What is needed: The listing below should be written out exactly; please include all of it.
- - - - -
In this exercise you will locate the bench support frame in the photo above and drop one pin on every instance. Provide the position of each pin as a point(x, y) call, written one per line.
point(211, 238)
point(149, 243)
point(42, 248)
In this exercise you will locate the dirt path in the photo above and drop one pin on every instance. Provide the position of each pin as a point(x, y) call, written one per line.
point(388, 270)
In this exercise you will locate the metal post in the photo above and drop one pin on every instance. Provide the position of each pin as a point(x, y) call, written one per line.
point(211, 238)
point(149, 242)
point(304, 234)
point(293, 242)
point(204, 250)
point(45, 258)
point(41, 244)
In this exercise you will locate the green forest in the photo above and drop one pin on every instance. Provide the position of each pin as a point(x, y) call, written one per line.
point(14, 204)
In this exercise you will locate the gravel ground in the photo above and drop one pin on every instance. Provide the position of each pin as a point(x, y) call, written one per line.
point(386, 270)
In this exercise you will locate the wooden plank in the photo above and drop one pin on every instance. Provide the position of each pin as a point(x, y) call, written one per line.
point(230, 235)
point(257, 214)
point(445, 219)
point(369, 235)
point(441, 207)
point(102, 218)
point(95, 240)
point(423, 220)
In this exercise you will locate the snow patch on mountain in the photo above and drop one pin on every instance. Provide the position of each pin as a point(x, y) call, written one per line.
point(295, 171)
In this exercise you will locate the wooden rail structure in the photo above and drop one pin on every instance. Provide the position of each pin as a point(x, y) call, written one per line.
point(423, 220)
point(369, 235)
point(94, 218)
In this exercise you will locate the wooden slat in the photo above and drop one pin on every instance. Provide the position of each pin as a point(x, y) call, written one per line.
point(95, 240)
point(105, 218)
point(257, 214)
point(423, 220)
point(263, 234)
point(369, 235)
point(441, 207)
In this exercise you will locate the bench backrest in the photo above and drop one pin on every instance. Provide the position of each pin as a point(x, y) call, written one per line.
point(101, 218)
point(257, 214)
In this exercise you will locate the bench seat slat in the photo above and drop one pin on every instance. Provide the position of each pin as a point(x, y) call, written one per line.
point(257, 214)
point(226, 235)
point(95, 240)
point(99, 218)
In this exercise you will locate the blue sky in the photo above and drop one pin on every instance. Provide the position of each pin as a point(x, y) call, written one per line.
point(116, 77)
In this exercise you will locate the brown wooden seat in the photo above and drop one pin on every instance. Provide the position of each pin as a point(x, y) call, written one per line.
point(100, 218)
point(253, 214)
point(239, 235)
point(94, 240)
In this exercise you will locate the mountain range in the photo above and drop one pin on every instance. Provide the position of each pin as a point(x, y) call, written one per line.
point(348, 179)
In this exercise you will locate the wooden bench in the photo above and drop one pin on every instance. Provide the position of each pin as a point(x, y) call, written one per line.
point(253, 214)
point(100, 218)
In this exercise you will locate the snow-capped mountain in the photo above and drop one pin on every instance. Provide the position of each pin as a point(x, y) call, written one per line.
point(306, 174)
- - - - -
Problem solution:
In this exercise you will locate the bench support frame in the photo above and drop one pin on every instance. Provide the position of each pin as a point(x, y) call, written one per line.
point(211, 238)
point(149, 243)
point(42, 248)
In this exercise you will locate the dirt path in the photo above and drop one pin on every instance. Provide the position of each pin as a point(x, y) call, written one per line.
point(388, 270)
In this exercise you will locate the metal post in the photo above and drop one pin on every instance. Provide the position of each pin as a point(x, y) call, written one per line.
point(211, 238)
point(149, 242)
point(304, 234)
point(293, 242)
point(204, 250)
point(45, 258)
point(41, 244)
In this exercise you will locate the green forest in the photo above and drop one pin on every instance. Provide the position of each pin as a point(x, y) call, written one per line.
point(14, 204)
In this exercise you will locate the gravel ground in the photo above and drop one pin on every instance. Provide the position of each pin as a point(x, y) call, written one per line.
point(386, 270)
In this exercise you will locate the wooden plank in the photo above and drop one pin on every instance. Provide the position of each pin as a point(x, y) call, written one per line.
point(230, 235)
point(257, 214)
point(445, 219)
point(369, 235)
point(441, 207)
point(102, 218)
point(95, 240)
point(423, 220)
In this exercise you will locate the snow patch on mountain in the photo above and drop one pin on every instance. Provide the position of each pin as a point(x, y) call, written one per line.
point(295, 171)
In this exercise you will locate the wooden rail structure in the photo above and drop one pin on every instance. Provide the position of each pin as a point(x, y) call, written one per line.
point(423, 220)
point(369, 235)
point(94, 218)
In this exercise you will locate the wooden slat in the photo above and drop one pin on every instance. Provide the position of each pin as a point(x, y) call, written one per line.
point(95, 240)
point(105, 218)
point(257, 214)
point(423, 220)
point(263, 234)
point(369, 235)
point(441, 207)
In this exercise you will locate the bench backrest in the photo above and drop one pin on every instance. Provide the position of each pin as a point(x, y) call, written one per line.
point(101, 218)
point(257, 214)
In this exercise you will locate the bench seat slat in the photo above and drop one pin on every instance. Provide the position of each pin as a point(x, y) call, written one per line.
point(257, 214)
point(226, 235)
point(95, 240)
point(99, 218)
In this exercise you will locate the blue sky in the photo above and drop one pin on every instance. Provide the position of each pin as a point(x, y) call, written one per line.
point(116, 77)
In this exercise you will locate the brown wooden seat in the photo above and drop one pin on every instance. Provide the position of each pin as a point(x, y) call, written one per line.
point(100, 218)
point(253, 214)
point(239, 235)
point(94, 240)
In this exercise you will locate the mountain range in the photo above and drop one pin on every instance. Provide the position of each pin as a point(x, y) call, written one per line.
point(348, 179)
In this exercise you will locate the wooden bench in the photo above and drop one pin on every instance. Provide the position of each pin as a point(x, y) call, written one per line.
point(253, 214)
point(100, 218)
In this exercise you will locate the snow-capped mountain in the photo above and drop one pin on every instance. Provide the position of each pin as a point(x, y) call, written one per line.
point(306, 174)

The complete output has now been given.